Extracted text ▸
'''

It's not a holiday, say 300 French doctors at Pontins

“THIS is definitely not a holiday,” insisted one of the striking French surgeons as he and 300 comrades ambled past the indoor swimming pool and crazy golf course and into the Queen Victoria pub, the principal hostelry of Pontin’s in Camber Sands, Sussex.

Within half an hour they had changed their minds — for the day at least. A meeting scheduled for midday was pushed back to the evening, so that many headed straight for the beach and others to nearby pubs, while yet more took the bus into Rye to spend time in the lattice-windowed tea shops and souvenir markets.

So began one of the most eccentric protests that the pretty seaside town of Camber Sands has yet seen. Seven coaches arrived at lunchtime from the Ashford Eurostar terminal, carrying the cream of the French medical profession.

Members of Surgeons of France, which claims to represent 16,000 surgeons in private practice, are spending four days in Britain to form a new trade union, push for radical reform and demand higher salaries from the French Government.

'''

Point-per-instance localization records ▸
'''

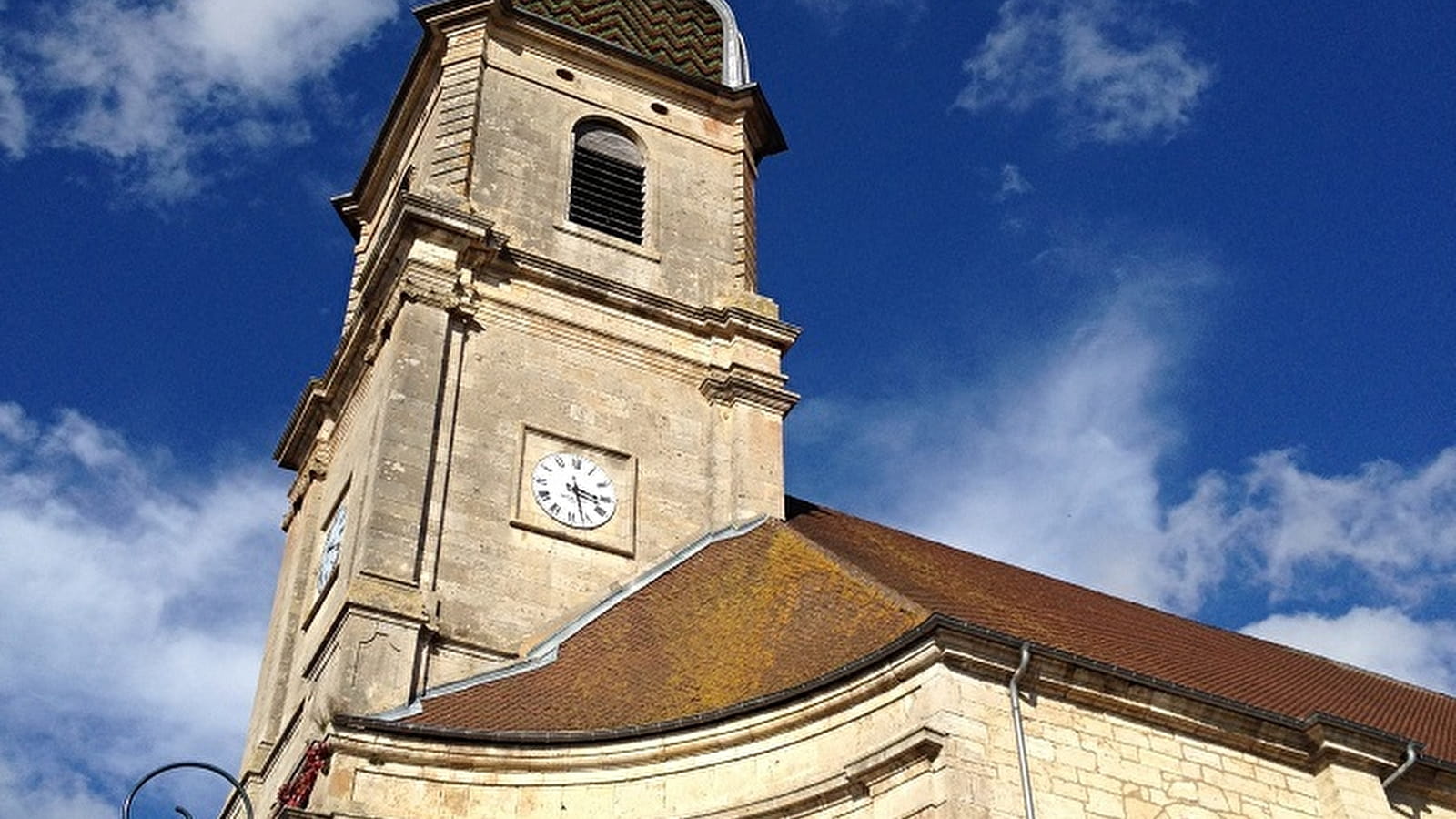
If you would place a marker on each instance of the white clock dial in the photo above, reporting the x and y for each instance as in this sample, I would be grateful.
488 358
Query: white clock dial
574 490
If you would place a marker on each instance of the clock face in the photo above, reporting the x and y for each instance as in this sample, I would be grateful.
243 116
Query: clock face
574 490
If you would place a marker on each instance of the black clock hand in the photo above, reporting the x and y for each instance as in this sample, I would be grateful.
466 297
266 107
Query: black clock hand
577 491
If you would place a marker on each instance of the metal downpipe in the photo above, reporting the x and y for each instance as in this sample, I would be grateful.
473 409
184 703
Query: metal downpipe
1021 733
1407 765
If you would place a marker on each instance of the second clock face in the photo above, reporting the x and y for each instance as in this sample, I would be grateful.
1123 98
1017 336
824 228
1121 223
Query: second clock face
574 490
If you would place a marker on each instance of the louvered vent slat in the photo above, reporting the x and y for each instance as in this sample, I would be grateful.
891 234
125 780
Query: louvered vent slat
606 194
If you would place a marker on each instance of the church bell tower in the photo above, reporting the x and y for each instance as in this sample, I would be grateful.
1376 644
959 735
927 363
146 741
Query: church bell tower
555 365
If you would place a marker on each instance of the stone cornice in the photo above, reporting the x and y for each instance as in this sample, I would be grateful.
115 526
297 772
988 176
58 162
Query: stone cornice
718 322
743 385
411 216
1303 743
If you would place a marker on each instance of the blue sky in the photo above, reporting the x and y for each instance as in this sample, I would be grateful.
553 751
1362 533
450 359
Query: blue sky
1152 295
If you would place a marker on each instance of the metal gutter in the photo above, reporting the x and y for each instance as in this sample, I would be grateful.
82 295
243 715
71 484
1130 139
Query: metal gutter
545 653
1410 763
1021 731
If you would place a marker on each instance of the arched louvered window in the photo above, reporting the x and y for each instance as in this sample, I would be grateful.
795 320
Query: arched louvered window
608 179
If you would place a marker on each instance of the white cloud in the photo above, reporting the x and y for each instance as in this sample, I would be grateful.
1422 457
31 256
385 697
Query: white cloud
1380 640
135 601
1014 184
1057 468
15 121
167 87
1110 69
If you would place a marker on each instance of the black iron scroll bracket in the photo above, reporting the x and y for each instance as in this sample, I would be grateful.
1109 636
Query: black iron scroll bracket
238 789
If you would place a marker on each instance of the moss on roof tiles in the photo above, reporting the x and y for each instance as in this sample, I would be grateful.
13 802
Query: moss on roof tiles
682 34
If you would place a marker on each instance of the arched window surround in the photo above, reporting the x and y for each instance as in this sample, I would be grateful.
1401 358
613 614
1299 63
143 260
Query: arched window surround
608 179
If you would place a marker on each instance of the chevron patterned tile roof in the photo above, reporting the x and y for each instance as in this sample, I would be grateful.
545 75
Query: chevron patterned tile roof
682 34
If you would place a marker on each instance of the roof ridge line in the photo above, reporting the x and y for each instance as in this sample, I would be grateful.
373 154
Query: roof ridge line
546 651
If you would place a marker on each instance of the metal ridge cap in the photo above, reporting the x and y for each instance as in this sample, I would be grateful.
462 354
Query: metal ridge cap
545 652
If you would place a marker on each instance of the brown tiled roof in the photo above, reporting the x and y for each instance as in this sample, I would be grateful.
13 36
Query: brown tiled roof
790 603
683 34
744 618
1130 637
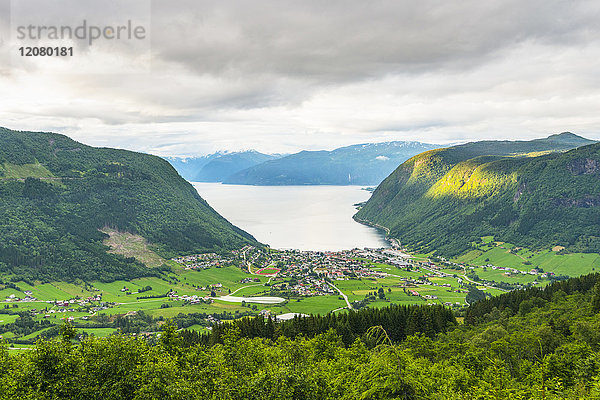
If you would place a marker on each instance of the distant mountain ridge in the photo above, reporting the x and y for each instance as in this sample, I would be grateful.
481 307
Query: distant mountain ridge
445 199
56 194
360 164
218 166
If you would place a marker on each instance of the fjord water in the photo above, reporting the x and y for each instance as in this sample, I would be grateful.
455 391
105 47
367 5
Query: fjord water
295 217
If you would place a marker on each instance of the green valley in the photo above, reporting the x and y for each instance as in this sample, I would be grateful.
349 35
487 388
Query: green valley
59 197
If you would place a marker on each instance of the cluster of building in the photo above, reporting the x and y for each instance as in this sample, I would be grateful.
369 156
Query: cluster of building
511 271
192 299
202 261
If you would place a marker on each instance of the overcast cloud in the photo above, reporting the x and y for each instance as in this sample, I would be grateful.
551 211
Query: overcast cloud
280 76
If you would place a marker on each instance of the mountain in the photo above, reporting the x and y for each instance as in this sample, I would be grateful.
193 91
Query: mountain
218 166
446 198
188 167
223 166
56 194
360 164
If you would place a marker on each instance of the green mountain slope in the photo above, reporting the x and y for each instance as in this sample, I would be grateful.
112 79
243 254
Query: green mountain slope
57 193
360 164
444 199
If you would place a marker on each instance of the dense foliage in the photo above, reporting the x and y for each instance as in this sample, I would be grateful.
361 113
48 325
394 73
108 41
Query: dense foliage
445 199
547 350
398 321
56 194
360 164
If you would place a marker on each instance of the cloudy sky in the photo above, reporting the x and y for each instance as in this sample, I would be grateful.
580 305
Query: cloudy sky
280 76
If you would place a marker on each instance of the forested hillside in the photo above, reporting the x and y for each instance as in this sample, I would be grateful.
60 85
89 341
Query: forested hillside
218 166
530 344
57 193
447 198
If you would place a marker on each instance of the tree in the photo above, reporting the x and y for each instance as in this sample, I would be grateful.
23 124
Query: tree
596 297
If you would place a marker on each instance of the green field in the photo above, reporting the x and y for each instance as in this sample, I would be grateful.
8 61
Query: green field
499 254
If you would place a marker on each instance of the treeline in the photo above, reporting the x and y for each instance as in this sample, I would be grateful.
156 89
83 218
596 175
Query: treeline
397 320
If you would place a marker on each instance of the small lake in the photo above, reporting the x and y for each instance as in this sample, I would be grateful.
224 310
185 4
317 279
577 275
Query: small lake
295 217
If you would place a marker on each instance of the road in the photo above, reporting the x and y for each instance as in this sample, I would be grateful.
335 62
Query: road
343 295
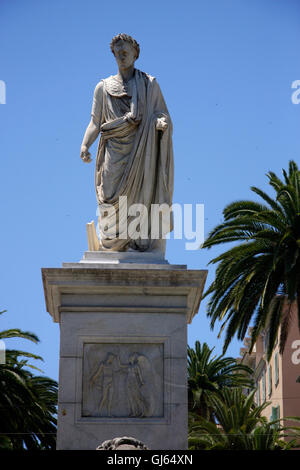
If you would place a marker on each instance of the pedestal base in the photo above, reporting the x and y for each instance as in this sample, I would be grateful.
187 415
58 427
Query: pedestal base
123 351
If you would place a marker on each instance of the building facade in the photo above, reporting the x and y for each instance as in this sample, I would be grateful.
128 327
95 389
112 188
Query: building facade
276 380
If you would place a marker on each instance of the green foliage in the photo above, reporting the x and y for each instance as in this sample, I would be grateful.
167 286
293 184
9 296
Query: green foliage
27 402
208 375
240 426
255 278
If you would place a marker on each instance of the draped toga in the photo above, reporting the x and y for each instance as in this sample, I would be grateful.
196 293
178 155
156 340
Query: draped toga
135 161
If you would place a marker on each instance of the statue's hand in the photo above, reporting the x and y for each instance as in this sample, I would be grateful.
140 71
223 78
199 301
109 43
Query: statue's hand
161 124
85 154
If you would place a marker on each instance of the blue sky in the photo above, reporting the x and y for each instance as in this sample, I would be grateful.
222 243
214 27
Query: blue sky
225 68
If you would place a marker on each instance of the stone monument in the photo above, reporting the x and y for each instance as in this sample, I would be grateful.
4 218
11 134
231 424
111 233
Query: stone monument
123 309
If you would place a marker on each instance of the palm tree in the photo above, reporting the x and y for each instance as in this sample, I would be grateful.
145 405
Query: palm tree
258 279
208 375
240 426
27 401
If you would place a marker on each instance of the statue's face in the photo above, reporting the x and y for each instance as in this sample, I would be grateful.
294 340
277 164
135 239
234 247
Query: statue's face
125 54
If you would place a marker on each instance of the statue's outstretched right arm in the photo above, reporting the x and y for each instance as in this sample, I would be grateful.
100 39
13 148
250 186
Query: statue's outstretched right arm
93 128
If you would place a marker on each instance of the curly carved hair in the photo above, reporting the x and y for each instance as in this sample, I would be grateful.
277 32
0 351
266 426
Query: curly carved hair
125 37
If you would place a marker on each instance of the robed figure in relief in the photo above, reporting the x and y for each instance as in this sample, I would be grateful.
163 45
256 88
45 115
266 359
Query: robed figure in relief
134 165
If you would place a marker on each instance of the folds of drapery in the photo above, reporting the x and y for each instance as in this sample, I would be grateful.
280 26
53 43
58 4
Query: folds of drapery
134 164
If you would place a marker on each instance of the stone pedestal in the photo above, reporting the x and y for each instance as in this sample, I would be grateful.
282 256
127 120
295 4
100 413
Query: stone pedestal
123 348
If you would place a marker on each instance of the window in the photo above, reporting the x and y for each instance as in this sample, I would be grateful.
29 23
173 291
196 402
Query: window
258 393
264 386
276 370
270 382
275 415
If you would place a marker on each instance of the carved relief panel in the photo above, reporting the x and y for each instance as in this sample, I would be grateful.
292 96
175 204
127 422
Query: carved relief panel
123 380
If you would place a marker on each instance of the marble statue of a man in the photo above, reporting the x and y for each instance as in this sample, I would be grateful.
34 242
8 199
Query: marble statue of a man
134 164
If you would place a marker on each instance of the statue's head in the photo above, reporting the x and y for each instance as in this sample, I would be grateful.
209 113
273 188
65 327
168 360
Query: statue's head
125 49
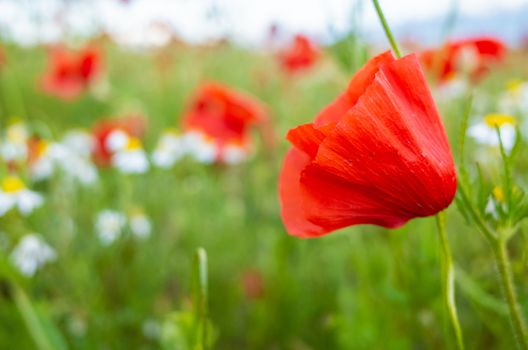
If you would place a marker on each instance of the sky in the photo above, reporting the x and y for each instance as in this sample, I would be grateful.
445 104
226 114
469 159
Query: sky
246 21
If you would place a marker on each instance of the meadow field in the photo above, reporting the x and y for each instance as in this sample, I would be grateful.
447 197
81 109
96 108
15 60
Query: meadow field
363 287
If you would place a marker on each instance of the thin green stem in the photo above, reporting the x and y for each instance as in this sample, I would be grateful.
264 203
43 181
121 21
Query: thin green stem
448 279
386 28
503 266
30 318
201 305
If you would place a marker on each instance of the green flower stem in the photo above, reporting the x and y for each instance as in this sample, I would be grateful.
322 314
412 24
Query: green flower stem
201 303
448 279
30 318
503 266
386 28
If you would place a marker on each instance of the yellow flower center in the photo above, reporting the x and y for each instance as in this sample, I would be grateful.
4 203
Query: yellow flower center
41 148
498 193
514 86
497 120
133 144
16 134
12 184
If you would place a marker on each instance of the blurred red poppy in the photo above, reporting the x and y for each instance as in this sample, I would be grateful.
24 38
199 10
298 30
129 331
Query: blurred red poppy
302 54
133 125
223 116
377 155
473 57
69 73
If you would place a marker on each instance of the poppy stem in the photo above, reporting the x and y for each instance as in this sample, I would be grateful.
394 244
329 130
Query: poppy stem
201 297
386 28
503 266
448 279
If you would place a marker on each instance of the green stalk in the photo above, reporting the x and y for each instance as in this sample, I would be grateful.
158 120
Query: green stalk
30 318
503 266
448 279
386 28
201 303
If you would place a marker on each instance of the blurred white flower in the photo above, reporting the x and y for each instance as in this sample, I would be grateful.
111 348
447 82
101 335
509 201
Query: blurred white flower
79 142
515 97
140 225
14 194
132 159
14 147
200 147
117 140
485 131
109 225
169 150
455 87
234 153
76 165
496 198
31 253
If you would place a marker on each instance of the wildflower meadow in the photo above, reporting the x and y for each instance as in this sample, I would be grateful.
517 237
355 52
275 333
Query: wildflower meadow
297 194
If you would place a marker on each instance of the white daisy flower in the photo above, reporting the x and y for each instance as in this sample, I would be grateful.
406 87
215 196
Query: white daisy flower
495 199
117 140
200 147
79 142
14 147
169 150
74 164
132 159
234 153
31 253
14 194
485 132
140 225
455 87
109 225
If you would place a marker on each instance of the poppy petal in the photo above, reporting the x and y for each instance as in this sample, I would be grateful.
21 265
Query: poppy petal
331 114
306 138
292 211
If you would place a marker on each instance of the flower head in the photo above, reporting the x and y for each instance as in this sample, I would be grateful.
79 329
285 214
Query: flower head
377 155
15 194
111 135
485 132
130 158
219 118
471 57
14 146
70 73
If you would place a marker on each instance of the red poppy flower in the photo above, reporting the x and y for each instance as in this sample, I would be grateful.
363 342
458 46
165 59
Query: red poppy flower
224 117
300 55
134 126
377 155
69 73
472 56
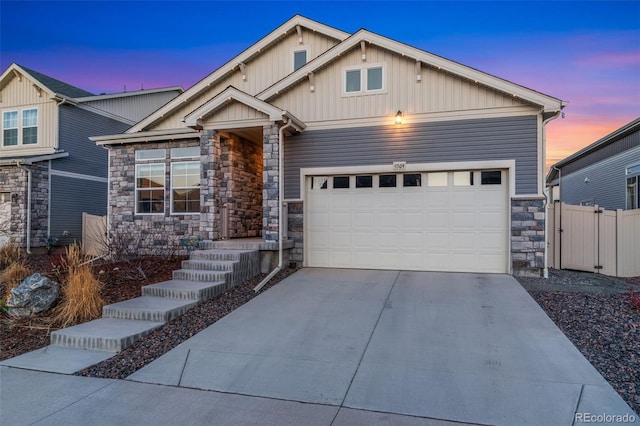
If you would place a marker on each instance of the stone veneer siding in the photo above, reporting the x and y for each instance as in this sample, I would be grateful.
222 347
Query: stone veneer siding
527 236
14 181
270 212
148 234
241 165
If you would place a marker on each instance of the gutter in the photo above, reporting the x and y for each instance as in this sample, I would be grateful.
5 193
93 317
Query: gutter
21 165
288 124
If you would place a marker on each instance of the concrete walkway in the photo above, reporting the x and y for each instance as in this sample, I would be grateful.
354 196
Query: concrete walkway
345 347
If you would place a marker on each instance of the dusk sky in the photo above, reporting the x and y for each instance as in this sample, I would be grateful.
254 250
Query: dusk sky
585 53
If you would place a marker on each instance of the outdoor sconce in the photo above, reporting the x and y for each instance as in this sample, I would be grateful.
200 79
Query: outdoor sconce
399 117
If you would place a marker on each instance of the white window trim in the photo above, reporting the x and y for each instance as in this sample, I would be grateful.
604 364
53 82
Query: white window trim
171 187
293 57
136 189
363 79
20 127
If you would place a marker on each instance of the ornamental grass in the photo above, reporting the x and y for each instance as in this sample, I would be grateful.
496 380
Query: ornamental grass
81 299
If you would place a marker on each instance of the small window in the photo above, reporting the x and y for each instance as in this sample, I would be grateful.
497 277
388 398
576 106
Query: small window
150 154
387 181
462 178
10 128
352 81
319 182
364 181
341 182
493 177
437 179
189 152
30 127
633 193
374 78
412 179
299 59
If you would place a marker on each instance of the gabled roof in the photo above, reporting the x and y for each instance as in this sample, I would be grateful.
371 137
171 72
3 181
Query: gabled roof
245 56
50 84
550 104
231 94
612 137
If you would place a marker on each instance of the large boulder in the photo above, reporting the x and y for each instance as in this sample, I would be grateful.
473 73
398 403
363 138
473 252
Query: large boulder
35 294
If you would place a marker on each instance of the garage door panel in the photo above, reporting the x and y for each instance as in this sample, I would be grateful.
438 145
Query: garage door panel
441 227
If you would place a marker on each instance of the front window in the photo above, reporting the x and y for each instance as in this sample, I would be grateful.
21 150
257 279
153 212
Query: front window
10 128
185 187
150 188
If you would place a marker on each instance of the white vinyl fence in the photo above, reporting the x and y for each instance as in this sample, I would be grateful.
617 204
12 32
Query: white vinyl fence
595 240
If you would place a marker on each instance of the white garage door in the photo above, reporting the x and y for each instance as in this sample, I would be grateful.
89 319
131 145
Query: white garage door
431 221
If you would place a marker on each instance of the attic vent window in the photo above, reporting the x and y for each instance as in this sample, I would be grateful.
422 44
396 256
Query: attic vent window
299 59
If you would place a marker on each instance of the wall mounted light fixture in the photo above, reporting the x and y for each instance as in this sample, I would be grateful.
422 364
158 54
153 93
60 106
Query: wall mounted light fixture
399 117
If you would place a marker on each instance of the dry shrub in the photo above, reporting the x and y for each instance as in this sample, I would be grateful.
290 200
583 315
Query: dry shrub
81 299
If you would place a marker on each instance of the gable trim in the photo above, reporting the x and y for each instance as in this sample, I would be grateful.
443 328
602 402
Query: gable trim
548 103
230 66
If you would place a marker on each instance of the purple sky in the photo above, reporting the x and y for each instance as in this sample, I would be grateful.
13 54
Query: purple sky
586 53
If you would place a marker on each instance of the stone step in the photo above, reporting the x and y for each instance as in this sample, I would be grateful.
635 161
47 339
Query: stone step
210 265
199 275
105 334
148 308
219 254
184 289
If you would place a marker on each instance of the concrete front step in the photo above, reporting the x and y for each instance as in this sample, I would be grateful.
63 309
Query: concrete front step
105 334
185 289
199 275
148 308
210 265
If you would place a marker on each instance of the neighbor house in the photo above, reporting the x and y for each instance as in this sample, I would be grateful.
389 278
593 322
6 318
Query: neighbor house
350 150
605 173
50 172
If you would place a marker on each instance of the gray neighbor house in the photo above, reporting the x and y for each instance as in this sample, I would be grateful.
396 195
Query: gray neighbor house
605 173
345 150
50 172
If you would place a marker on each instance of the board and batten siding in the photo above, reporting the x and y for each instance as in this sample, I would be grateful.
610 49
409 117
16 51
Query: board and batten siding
85 157
69 198
437 92
451 141
273 64
20 94
606 184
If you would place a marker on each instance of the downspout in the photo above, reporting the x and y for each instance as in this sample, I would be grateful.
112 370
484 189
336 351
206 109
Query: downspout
545 271
287 125
28 170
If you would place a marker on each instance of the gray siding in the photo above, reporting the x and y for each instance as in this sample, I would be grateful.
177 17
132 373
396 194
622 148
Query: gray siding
85 157
626 142
461 140
607 181
69 198
134 108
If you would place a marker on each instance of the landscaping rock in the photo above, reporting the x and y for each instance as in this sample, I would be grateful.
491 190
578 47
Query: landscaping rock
35 294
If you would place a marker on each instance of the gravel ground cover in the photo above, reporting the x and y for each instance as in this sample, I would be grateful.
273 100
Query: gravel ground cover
596 313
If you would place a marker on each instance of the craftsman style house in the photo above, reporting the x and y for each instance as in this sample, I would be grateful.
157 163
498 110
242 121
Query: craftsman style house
350 150
50 172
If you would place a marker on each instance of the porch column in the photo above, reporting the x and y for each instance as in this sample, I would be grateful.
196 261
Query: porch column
209 223
270 145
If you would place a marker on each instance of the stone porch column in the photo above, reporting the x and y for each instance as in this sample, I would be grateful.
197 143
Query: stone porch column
270 146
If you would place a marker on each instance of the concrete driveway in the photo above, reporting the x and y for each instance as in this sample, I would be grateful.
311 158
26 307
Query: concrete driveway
345 347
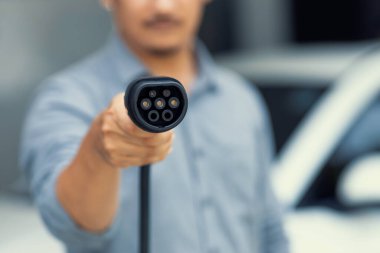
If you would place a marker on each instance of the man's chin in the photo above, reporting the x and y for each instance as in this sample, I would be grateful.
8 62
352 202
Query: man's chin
163 50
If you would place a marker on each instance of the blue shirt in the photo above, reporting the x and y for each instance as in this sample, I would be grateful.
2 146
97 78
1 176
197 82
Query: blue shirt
210 195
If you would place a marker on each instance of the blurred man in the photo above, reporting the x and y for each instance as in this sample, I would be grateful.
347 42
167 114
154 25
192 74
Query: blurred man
81 151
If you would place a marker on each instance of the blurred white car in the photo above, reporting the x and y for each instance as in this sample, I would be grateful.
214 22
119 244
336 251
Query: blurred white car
343 125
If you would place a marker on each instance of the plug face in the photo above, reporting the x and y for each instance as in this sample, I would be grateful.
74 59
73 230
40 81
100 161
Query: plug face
156 104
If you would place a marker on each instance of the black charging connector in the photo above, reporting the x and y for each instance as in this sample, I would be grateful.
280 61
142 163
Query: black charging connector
156 105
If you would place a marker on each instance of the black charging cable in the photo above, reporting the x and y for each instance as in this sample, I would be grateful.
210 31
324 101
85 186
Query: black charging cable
156 105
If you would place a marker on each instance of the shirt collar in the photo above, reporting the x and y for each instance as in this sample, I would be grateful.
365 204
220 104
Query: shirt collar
129 67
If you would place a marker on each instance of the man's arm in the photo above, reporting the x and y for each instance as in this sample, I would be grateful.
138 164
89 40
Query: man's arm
88 187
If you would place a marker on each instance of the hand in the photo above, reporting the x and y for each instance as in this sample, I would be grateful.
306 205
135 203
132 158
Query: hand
122 144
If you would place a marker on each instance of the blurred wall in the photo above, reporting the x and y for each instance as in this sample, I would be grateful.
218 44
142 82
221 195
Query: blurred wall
40 37
37 38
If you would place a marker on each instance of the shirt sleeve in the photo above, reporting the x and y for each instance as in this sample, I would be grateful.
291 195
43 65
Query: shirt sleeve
55 126
272 235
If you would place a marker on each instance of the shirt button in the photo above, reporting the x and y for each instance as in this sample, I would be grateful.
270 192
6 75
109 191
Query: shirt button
199 152
213 250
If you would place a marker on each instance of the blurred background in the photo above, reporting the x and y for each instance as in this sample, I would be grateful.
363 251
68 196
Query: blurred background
315 62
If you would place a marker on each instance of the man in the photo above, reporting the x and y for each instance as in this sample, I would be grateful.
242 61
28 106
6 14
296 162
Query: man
81 152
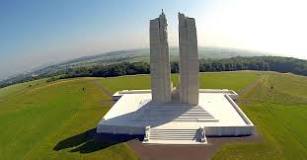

'''

Prompt A ▸
Using the article about the French surgeons at Pontins, decide whether each statement agrees with it, answering yes or no and quoting the words that decide it: (i) The seven coaches from the Ashford Eurostar terminal arrived in the morning. (ii) The meeting planned for midday was moved to the evening. (iii) Surgeons of France claims to represent 16,000 surgeons working in public hospitals.
Prompt B ▸
In one to three sentences, explain why the article about the French surgeons at Pontins says members of Surgeons of France are spending four days in Britain.
Prompt C ▸
Carry on the article about the French surgeons at Pontins from its last sentence.
Nothing in the records is needed here.

Exercise output A ▸
(i) No: "Seven coaches arrived at lunchtime from the Ashford Eurostar terminal"
(ii) Yes: "A meeting scheduled for midday was pushed back to the evening"
(iii) No: "which claims to represent 16,000 surgeons in private practice"

Exercise output B ▸
They are in Britain to form a new trade union and to push for radical reform. They also want to demand higher salaries from the French Government.

Exercise output C ▸
The group has brought its protest to Britain because a quirk in French law means that the police can force them to work in spite of the strike if they remain at home. About 1,000 surgeons paid the €400 (£275) to take part in the protest, but two thirds failed to show up for the Eurostar train yesterday morning. A member of the surgeons’ group claimed that police had prevented 400 from travelling. This is the second time such a trip has been attempted. The group had planned a visit to Wembley in August, but it was cancelled at the last minute after the French Government signed an agreement promising increased fees and night-shift payments.

The surgeons say that this money has failed to materialise, even though Philippe Douste-Blazy, the French Health Minister, insists that the deal is being implemented.

This revolt is being led by Philippe Cuq, a vascular surgeon from Toulouse, whose footsoldiers include orthopaedic surgeons, cardiac specialists and anaesthetists, many of whom earn between €200,000 and €300,000 (£137,00- £205,000) a year. They say that wages have risen only with inflation for more than a decade, while insurance premiums have increased eightfold in the p ast five years.

“Surgeons feel betrayed and are determined to show it,” M Cuq said before he boarded the Eurostar.

Didier Messens, a surgeon from Nîmes, said that the surgeons had chosen Britain because it was leading the world in healthcare reform. “We admire the changes that have been made to the British health system, and we can see why the improvements helped Tony Blair’s re-election. While your NHS has been getting better, ours has been going in the opposite direction.”

A journalist from France 2, the television network, said: “For me it is particularly strange because only very recently I covered the English patient who had to have an operation in Dunkirk, at the expense of the NHS in Kent, because of the problems the British system was experiencing. Now this seems to have reversed.”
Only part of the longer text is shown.